───── Given records

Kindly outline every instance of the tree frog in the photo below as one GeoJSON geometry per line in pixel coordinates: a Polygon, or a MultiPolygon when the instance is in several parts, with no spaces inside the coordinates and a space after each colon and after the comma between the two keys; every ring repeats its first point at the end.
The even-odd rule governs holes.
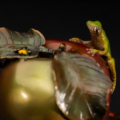
{"type": "Polygon", "coordinates": [[[94,56],[95,53],[106,56],[109,69],[113,77],[113,92],[116,86],[116,70],[115,60],[111,56],[109,40],[99,21],[87,21],[86,24],[91,34],[91,41],[82,41],[79,38],[71,38],[69,41],[80,42],[91,47],[86,50],[88,53],[92,54],[92,56],[94,56]]]}

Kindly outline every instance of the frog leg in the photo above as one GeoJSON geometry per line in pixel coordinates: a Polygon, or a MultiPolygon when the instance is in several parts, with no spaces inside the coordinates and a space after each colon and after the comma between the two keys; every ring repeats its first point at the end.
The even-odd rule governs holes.
{"type": "Polygon", "coordinates": [[[112,93],[113,91],[115,90],[115,87],[116,87],[116,70],[115,70],[115,60],[114,58],[109,58],[107,60],[107,63],[109,65],[109,68],[110,68],[110,71],[111,71],[111,74],[112,74],[112,78],[113,78],[113,86],[112,86],[112,93]]]}
{"type": "Polygon", "coordinates": [[[76,38],[76,37],[70,38],[69,41],[76,42],[76,43],[82,43],[83,42],[81,39],[76,38]]]}

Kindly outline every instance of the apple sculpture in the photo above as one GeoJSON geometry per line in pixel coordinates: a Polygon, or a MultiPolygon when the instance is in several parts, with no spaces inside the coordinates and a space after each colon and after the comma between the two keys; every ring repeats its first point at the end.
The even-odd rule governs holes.
{"type": "MultiPolygon", "coordinates": [[[[15,35],[18,34],[13,32],[17,44],[14,42],[9,47],[1,37],[1,120],[109,119],[112,80],[102,56],[92,56],[86,51],[87,46],[66,40],[45,41],[44,47],[54,54],[38,52],[37,44],[28,47],[28,42],[24,41],[27,46],[16,49],[15,45],[21,47],[18,39],[21,37],[15,35]],[[65,49],[56,52],[61,44],[65,49]],[[31,54],[28,54],[27,47],[31,54]],[[1,57],[9,51],[12,55],[1,57]],[[16,51],[18,53],[14,53],[16,51]],[[25,55],[20,55],[19,51],[25,55]]],[[[33,34],[29,31],[24,35],[23,38],[29,38],[33,34]]],[[[41,39],[44,43],[43,36],[41,39]]]]}

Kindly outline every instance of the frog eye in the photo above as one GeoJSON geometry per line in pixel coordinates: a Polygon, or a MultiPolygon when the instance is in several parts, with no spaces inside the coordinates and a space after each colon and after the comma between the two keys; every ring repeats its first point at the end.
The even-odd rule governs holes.
{"type": "Polygon", "coordinates": [[[93,31],[94,31],[96,34],[101,33],[101,29],[100,29],[100,27],[98,27],[98,26],[94,27],[93,31]]]}

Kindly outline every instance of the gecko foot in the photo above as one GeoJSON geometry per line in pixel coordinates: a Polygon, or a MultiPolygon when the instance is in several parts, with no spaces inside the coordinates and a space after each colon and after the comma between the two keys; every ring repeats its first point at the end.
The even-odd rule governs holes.
{"type": "Polygon", "coordinates": [[[87,48],[86,51],[87,51],[88,54],[91,54],[92,56],[94,56],[95,53],[96,53],[96,51],[94,49],[87,48]]]}
{"type": "Polygon", "coordinates": [[[82,43],[82,40],[79,38],[71,38],[69,41],[76,42],[76,43],[82,43]]]}

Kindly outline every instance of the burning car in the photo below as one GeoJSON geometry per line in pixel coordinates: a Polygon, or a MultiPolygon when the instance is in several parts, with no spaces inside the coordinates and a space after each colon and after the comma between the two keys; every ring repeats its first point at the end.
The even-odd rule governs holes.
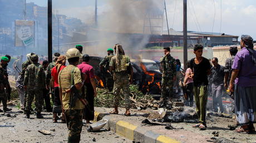
{"type": "MultiPolygon", "coordinates": [[[[99,64],[103,58],[90,57],[89,64],[95,70],[97,86],[104,88],[106,85],[104,74],[101,72],[99,64]]],[[[160,94],[162,74],[155,62],[147,59],[131,59],[134,70],[133,84],[139,86],[144,94],[160,94]]]]}

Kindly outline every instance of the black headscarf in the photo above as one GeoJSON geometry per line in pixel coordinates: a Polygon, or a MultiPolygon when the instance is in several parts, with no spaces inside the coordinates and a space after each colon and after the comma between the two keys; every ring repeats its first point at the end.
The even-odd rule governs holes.
{"type": "Polygon", "coordinates": [[[253,49],[253,39],[250,36],[248,35],[242,35],[241,40],[244,42],[245,45],[245,48],[250,53],[252,57],[252,61],[254,66],[256,66],[256,58],[254,57],[254,50],[253,49]]]}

──────────

Set task
Reproduce the entire listing above verbatim, line for line, and omit the pictures.

Result of the exercise
Kindly outline every instance of the tree frog in the photo below as one GeoJSON geometry per line in pixel coordinates: a Polygon, or a MultiPolygon when the instance is in several parts, with no spaces inside the coordinates and a space after each colon and after the comma between the two keys; every ring repeats its first point at the end.
The even-odd rule governs holes.
{"type": "Polygon", "coordinates": [[[94,56],[95,53],[106,56],[109,69],[113,77],[113,92],[116,86],[116,70],[115,60],[111,56],[109,40],[99,21],[87,21],[86,24],[91,34],[91,41],[82,41],[79,38],[71,38],[69,41],[80,42],[91,47],[86,50],[88,53],[92,54],[92,56],[94,56]]]}

Kindly outline every instance of the frog leg in the photo above as one GeoJSON geometry per line in pixel coordinates: a Polygon, or a MultiPolygon when the instance is in several parts, with no spaces inside the coordinates and a space after each colon and after the comma between the two keys; every ring repeats its first point at the end.
The even-odd rule governs holes.
{"type": "Polygon", "coordinates": [[[112,93],[113,91],[115,90],[115,87],[116,87],[116,70],[115,70],[115,60],[114,58],[109,58],[107,60],[107,63],[109,65],[109,68],[110,68],[110,71],[111,71],[111,74],[112,74],[112,78],[113,78],[113,86],[112,86],[112,93]]]}
{"type": "Polygon", "coordinates": [[[76,38],[76,37],[70,38],[69,41],[76,42],[76,43],[82,43],[83,42],[81,39],[76,38]]]}

Kindly outline every instance of the apple sculpture in the photo above as one GeoJSON geometry per line in pixel coordinates: a Polygon, or a MultiPolygon when the instance is in several parts, with no spaces inside the coordinates and a space after each colon and after the comma between the two keys; every ring repeats its first point at the end.
The even-odd rule governs holes.
{"type": "MultiPolygon", "coordinates": [[[[15,35],[18,34],[13,32],[17,44],[14,42],[9,47],[1,37],[1,120],[109,119],[112,80],[102,56],[92,56],[86,51],[87,46],[66,40],[45,41],[44,47],[54,54],[38,52],[37,44],[28,47],[28,42],[24,41],[27,46],[16,49],[15,45],[21,47],[18,39],[21,37],[15,35]],[[65,49],[56,52],[61,44],[65,49]],[[31,54],[28,54],[27,47],[31,54]],[[1,57],[9,51],[12,55],[1,57]],[[16,51],[18,53],[14,53],[16,51]],[[25,55],[20,55],[19,51],[25,55]]],[[[33,34],[29,31],[24,35],[23,38],[29,38],[33,34]]],[[[41,39],[44,43],[43,36],[41,39]]]]}

Kindly outline every instance of the frog eye in the photo above as one GeoJSON geometry per line in pixel coordinates: a Polygon, or a MultiPolygon when the instance is in several parts, with no spaces inside the coordinates and a space after each colon and after the comma between the two keys; every ring repeats its first point at the end.
The even-odd rule governs holes.
{"type": "Polygon", "coordinates": [[[93,31],[94,31],[96,34],[101,33],[101,29],[100,29],[100,27],[98,27],[98,26],[94,27],[93,31]]]}

Kindly outline every instance of the gecko foot in the photo above as one GeoJSON geometry per line in pixel coordinates: a Polygon, or a MultiPolygon when the instance is in several parts, with no spaces inside the coordinates and a space after each colon and after the comma between the two keys; every ring repeats its first point at the end.
The even-odd rule governs holes.
{"type": "Polygon", "coordinates": [[[87,48],[86,51],[87,51],[88,54],[91,54],[92,56],[94,56],[95,53],[96,53],[96,51],[94,49],[87,48]]]}
{"type": "Polygon", "coordinates": [[[82,43],[82,40],[79,38],[71,38],[69,41],[76,42],[76,43],[82,43]]]}

Kindly outline every instance of the burning car in the photo below as one GeoJSON geometry per line in pixel coordinates: a Polygon, or a MultiPolygon when the instance is in several parts, with no spaces inside the coordinates and a space after each colon and after the comma between the two keys; every ring repeats its first point at the end.
The even-odd rule governs holes.
{"type": "MultiPolygon", "coordinates": [[[[99,64],[103,58],[90,57],[89,64],[95,70],[97,86],[104,88],[106,85],[104,74],[101,72],[99,64]]],[[[160,94],[162,74],[155,62],[147,59],[131,59],[134,70],[133,84],[139,86],[144,94],[160,94]]]]}

Kindly outline every instance of the black headscarf in the photo above as one GeoJSON geometry per line in pixel coordinates: a Polygon, or a MultiPolygon when the instance is in several parts, with no spaces inside the coordinates and a space after each colon and after the comma between the two keys; every ring repeats its first point at the end.
The even-odd rule governs holes.
{"type": "Polygon", "coordinates": [[[253,49],[253,39],[250,36],[248,35],[242,35],[241,40],[244,42],[245,45],[245,48],[250,53],[252,57],[252,61],[254,66],[256,66],[256,58],[254,57],[254,50],[253,49]]]}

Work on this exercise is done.